◆ Brief 1
From the food allergy text, write out the passage starting at "All food handlers" and ending at "are also important.".
◆ Brief 2
Summarize the food allergy text in two sentences.

◆ Text

-------------------------

The main food allergens to be aware of include celery, gluten, crustaceans, eggs, fish, lupin, milk, molluscs, mustard, nuts, peanuts, sesame seeds, soya, and sulphur dioxide.
All food handlers must be aware of the procedures to follow should anyone suffer an anaphylactic shock:
- Do not move the individual
- Call an ambulance immediately
- Ask if they have a preloaded adrenaline injection kit
- Try to keep the individual calm until assistance arrives.
It is important to communicate clearly with customers. If they advise that they have a food allergen, it is necessary to be honest and confirm if any are present. If you do not know, tell your customers this – do not guess. If possible, label any menus with details of any allergens present. When preparing food, use separate areas and equipment when handling ingredients which may cause an allergic response. Effective hand washing and thorough cleaning practices are also important.

-------------------------

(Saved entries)
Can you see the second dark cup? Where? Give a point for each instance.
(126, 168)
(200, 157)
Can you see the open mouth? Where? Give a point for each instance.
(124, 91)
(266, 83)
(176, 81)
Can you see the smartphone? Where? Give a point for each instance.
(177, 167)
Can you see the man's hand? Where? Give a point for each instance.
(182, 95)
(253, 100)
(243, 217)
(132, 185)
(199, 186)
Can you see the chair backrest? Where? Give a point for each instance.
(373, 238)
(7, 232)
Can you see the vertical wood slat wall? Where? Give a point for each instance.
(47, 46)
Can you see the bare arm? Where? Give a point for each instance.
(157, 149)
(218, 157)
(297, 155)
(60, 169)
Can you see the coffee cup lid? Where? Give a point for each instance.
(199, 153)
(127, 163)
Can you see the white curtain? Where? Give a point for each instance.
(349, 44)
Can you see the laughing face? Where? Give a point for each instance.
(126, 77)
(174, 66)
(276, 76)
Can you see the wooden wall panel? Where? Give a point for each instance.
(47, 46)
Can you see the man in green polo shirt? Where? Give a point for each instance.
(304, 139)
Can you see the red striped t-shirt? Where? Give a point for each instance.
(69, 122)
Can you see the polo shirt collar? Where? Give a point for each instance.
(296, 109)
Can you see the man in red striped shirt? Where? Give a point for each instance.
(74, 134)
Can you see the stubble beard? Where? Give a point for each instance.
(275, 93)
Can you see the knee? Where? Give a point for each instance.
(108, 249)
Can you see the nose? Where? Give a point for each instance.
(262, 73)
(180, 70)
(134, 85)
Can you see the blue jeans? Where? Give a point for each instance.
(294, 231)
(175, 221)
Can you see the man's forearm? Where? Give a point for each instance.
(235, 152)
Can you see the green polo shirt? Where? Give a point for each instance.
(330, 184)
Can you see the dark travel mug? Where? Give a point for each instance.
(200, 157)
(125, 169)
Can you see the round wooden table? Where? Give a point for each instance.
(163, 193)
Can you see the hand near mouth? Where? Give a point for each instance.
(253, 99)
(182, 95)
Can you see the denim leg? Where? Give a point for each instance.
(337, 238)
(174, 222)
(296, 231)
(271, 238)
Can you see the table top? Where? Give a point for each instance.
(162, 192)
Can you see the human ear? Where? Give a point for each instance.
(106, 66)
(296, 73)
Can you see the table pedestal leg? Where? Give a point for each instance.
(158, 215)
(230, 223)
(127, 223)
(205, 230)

-------------------------

◆ Response box 1
All food handlers must be aware of the procedures to follow should anyone suffer an anaphylactic shock:
- Do not move the individual
- Call an ambulance immediately
- Ask if they have a preloaded adrenaline injection kit
- Try to keep the individual calm until assistance arrives.
It is important to communicate clearly with customers. If they advise that they have a food allergen, it is necessary to be honest and confirm if any are present. If you do not know, tell your customers this – do not guess. If possible, label any menus with details of any allergens present. When preparing food, use separate areas and equipment when handling ingredients which may cause an allergic response. Effective hand washing and thorough cleaning practices are also important.

◆ Response box 2
The main food allergens include celery, gluten, eggs, milk, nuts, peanuts, soya and sulphur dioxide, and food handlers must know what to do in an anaphylactic shock: don't move the person, call an ambulance immediately, ask about a preloaded adrenaline injection kit and keep them calm until help arrives. Staff should be honest with customers about allergens and say when they don't know, label menus where possible, use separate areas and equipment for ingredients that may cause a reaction, and keep up effective hand washing and thorough cleaning.